Data records:
- - - -
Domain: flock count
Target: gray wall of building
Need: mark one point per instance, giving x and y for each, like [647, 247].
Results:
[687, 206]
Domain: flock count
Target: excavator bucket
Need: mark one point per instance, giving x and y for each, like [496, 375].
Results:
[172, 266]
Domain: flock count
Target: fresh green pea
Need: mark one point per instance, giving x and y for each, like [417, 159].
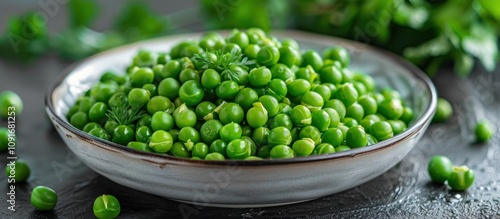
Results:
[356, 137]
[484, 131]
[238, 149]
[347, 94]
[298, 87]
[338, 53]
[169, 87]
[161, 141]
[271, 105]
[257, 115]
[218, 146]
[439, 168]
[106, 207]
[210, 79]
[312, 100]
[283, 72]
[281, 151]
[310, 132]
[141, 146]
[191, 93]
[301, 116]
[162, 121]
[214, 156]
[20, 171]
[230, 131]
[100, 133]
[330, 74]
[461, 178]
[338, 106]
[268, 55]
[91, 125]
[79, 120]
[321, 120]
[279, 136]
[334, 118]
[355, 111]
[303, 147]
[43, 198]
- - - -
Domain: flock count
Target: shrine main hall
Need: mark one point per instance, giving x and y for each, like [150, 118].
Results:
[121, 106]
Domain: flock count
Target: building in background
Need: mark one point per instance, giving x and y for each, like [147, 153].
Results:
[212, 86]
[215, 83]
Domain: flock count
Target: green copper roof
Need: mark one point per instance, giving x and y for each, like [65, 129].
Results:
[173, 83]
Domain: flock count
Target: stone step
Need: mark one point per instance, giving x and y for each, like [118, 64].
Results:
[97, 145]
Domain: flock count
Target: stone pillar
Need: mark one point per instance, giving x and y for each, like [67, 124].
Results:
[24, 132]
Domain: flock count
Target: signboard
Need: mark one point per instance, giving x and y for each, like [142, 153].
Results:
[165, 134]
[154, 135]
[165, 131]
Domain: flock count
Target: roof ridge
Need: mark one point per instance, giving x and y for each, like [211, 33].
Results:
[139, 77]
- - - -
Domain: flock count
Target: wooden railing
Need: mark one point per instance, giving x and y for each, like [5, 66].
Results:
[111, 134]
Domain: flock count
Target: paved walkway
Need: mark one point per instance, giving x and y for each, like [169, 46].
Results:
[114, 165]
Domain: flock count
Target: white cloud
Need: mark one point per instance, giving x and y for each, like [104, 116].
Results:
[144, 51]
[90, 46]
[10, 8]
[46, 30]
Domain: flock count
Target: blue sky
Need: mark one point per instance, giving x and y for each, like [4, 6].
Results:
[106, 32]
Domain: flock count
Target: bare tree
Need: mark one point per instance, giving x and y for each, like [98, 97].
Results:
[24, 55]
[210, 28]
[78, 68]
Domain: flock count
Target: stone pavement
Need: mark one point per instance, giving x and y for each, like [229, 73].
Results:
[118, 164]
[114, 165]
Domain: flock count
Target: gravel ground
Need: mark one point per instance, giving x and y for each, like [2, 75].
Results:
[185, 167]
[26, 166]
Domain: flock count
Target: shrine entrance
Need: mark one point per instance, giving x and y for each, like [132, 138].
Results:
- - - -
What is required: Pull every line containing "roof" out of the entries.

Exercise output:
Target: green copper roof
Target: roof ridge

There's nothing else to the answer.